==== Information provided

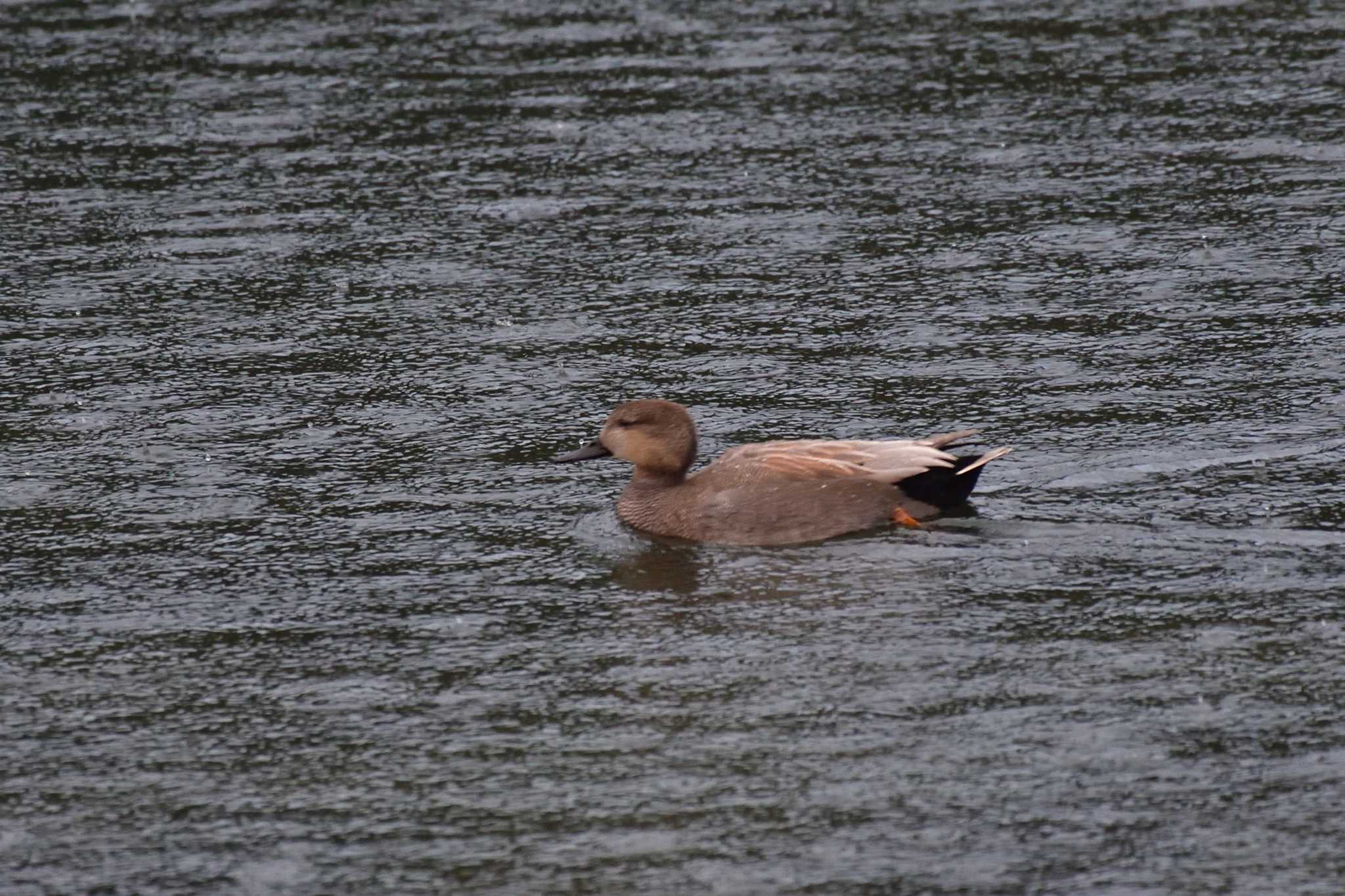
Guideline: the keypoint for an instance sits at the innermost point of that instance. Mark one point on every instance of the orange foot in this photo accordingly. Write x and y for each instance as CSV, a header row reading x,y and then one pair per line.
x,y
906,519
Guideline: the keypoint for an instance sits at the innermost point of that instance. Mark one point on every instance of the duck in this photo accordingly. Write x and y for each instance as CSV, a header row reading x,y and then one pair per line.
x,y
785,492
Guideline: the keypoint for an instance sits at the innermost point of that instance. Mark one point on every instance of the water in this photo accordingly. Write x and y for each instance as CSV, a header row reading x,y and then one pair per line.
x,y
298,301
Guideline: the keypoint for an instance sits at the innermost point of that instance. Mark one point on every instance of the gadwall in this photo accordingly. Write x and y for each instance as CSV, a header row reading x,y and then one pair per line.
x,y
776,492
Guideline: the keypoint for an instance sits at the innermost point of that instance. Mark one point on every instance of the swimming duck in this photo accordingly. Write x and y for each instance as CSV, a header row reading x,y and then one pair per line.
x,y
776,492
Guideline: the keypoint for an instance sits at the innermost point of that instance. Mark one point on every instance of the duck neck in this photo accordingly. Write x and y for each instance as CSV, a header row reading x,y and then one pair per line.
x,y
653,479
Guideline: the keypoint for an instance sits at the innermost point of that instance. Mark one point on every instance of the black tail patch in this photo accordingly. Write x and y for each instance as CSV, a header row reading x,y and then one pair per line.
x,y
942,486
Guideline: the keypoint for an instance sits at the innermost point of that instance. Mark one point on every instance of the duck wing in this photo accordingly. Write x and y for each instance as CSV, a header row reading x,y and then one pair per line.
x,y
885,461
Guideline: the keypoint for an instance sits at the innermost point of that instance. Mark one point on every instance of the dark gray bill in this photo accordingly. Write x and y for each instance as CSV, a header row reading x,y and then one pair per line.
x,y
586,453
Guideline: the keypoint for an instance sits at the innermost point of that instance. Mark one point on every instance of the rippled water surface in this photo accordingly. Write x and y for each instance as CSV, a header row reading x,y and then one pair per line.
x,y
299,299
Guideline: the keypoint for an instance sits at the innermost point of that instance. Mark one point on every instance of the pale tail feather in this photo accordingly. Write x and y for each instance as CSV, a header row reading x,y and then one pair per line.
x,y
985,458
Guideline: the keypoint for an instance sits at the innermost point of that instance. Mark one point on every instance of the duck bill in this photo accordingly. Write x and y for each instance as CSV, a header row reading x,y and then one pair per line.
x,y
586,453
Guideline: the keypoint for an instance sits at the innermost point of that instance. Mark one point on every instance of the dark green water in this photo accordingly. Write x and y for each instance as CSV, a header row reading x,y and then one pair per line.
x,y
298,299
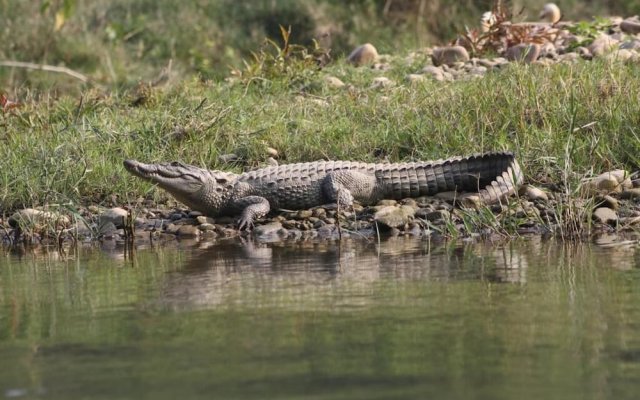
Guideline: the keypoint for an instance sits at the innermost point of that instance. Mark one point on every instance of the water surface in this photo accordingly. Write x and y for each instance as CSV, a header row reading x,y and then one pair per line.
x,y
404,318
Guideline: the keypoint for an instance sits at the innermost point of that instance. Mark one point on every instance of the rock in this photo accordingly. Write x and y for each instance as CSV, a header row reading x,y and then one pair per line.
x,y
185,231
30,218
415,78
117,216
621,55
304,214
381,82
334,82
268,229
438,216
633,44
550,13
365,54
272,162
630,194
605,215
228,158
609,182
607,201
630,25
602,45
523,52
205,220
207,227
394,217
107,228
271,152
533,193
435,72
449,55
450,196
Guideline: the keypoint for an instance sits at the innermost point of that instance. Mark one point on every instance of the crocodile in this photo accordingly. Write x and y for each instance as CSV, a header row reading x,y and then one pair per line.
x,y
251,195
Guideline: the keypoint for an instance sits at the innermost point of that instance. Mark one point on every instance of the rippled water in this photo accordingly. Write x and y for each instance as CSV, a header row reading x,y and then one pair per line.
x,y
403,318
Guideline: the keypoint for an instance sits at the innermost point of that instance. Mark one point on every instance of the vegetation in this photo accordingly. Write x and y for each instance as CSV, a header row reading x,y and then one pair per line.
x,y
65,145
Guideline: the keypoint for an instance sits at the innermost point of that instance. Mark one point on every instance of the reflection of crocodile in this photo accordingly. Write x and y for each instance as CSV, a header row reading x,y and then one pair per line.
x,y
304,185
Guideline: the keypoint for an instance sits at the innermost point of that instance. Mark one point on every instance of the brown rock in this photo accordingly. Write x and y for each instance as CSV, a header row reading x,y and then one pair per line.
x,y
605,215
602,45
630,25
449,55
523,52
362,55
394,217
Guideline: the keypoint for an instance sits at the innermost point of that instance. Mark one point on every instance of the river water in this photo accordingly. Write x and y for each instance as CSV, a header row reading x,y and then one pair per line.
x,y
400,318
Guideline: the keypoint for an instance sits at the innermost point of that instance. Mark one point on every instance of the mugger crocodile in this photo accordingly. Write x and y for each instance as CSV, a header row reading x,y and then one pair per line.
x,y
251,195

========

* _To be done_: Copy out all the entries exactly. Images stay out of the copy.

* _Solution to the problem_:
Guideline: the keypoint for an instance sits at the innermost point of that instance. Mark one point on every instance of the orange foot in this photo accordingly. Write x and y for each instance as CSV, a header row reading x,y and then one pair per line.
x,y
906,519
Guideline: the keypoint for an instance sits at the innermost point of that instance. Mark one point on every instance of the duck in this photo accordingly. Write x and y for each instance as CSV, a header row reading x,y and then one pair per line.
x,y
785,492
Guideline: the keypoint for an instance sits at the innermost point of that instance. Mark one point on every instance of the water in this photo accordingly. Write x and y for each instance as CSV, a header row reading x,y and then one pair per line.
x,y
298,301
Guideline: the keypoint for an instance sits at the innermost point of that instance. Mark one point on every instance of the gadwall in this photo accordingly. Write x and y for each instance as CSV, a header row reading x,y and then one pair per line.
x,y
776,492
Guideline: the keypoint for an instance sits at the innermost point of that instance. Mark one point on every instance of the swimming duck in this photo accordingly. Write x and y for each instance as CSV, a header row reading x,y and then one pair per line.
x,y
776,492
Guideline: the keypoint for an instance sits at the innermost point of that instance. Mark one point on every instance of the duck neck in this photo accordingly. Write x and y for each instance as CSV, a header row reading x,y and then one pair per line.
x,y
653,479
Guideline: the keypoint for an instance sits at the innermost point of that instance. Mark one point on every instance of the black tail patch in this photo accordingly. Write x and y for each instance as CSV, a header row reading x,y and then one pair per line.
x,y
942,486
Guideline: the keypoint for an instance sits at the innermost point of that instance. Mark one point on every instance of the duck wing in this photo accordingly. Write x and y for each instance as CSV, a header row reading x,y and then one pair per line.
x,y
885,461
Guideline: the keypoint for an instance sits at the innermost point of that instance. Mark one point on every instance of the dark gray bill in this photo accordingly. Write x and y for each instance as CSV, a header row reading x,y and then one pair per line.
x,y
586,453
Guideline: the keypoint for an instance sits at the innermost point of that instance. Mark one point on every instance of the rippled water surface in this photo accordingly. Write x and y for each instance as CSV, a header row reading x,y and then one pair per line.
x,y
299,299
Guideline: the keypoint for an instance sits at the innermost point of that instance. Mark one point on every instance of the pale tail feather in this photo accordingly. Write x and y for each instance as CSV, a header row reading x,y and then one pair per line.
x,y
985,458
Guideline: the keypoint for an instance sits at the innermost point of that instance. Mark one point on every instance of the duck bill in this photo accordingly. Write x and y for each instance as CSV, a header row reading x,y and then one pair per line.
x,y
586,453
Guideline: the keypoint for an instance sits at the innermost point of that instance. Mark one point on every instance of the dark green water in this photo accordingly. Write x and y for each instance as CSV, a header row reading x,y and then one pair per line.
x,y
298,299
Guideline: the keypoint for an instance sits at the innermost point of that instance. Mark one point on every instance of the water surface in this photo accordingly. Write x and y for each instance as CSV, a header row reading x,y and then one pair per line.
x,y
404,318
Guideline: the keypoint for an instance sits at the innermost point of that instance. Mark one point on every instance of the rock in this photo accordingly. Write x and y for each instance as CSV, a header row reading x,y and then one pair per line.
x,y
185,231
30,218
415,78
117,216
621,55
304,214
381,82
334,82
268,229
438,216
633,44
550,13
365,54
272,162
630,194
605,215
228,158
609,182
607,201
630,25
602,45
523,52
205,220
207,227
394,217
107,228
271,152
533,193
435,72
449,55
450,196
Guideline: the keypoint for an instance sits at the innermost point of that instance. Mark one point on every instance of the crocodile in this photo accordingly. Write x and y for each instance as CSV, a header row reading x,y and then one pair per line.
x,y
251,195
Guideline: the keypoint for an instance sits at the innermost point of that instance. Mark one point on every instance of the rippled water in this photo accordingly. Write x and y for each instance as CSV, a header row reading x,y and then one pair per line.
x,y
403,318
Guideline: the keypoint for an instance sits at the innermost point of that instance. Mark one point on every instance of the vegetation in this photo accordingly. Write x and y for each instance as CSV, a header row reading x,y and then one pair per line.
x,y
65,145
Guideline: the keypoint for an instance sits at the innermost point of that instance. Mark one point on every instance of the reflection of crocodile in this photo accordingly. Write x and y for each instance as CSV, a header row reading x,y and then one pair per line.
x,y
304,185
Guideline: the keypoint for an instance sits at the innermost point of that instance. Mark one point on every instance of the brown rock in this photo accordingly. Write x and y for each instance as CSV, a header row reading x,y and then one pair per line.
x,y
605,215
602,45
630,25
449,55
523,52
362,55
394,217
Guideline: the keypoint for an instance sits at the innermost point of that instance. Mark one point on every instance of the river water in this photo accordingly. Write x and y for each instance as CSV, a header row reading x,y and then one pair per line.
x,y
400,318
Guideline: the keypoint for an instance sits at the innermost point of that instance. Mark one point on every instance of the mugger crocodile in this photo accordingly. Write x and y for each instance as CSV, a header row reading x,y and then one pair per line.
x,y
251,195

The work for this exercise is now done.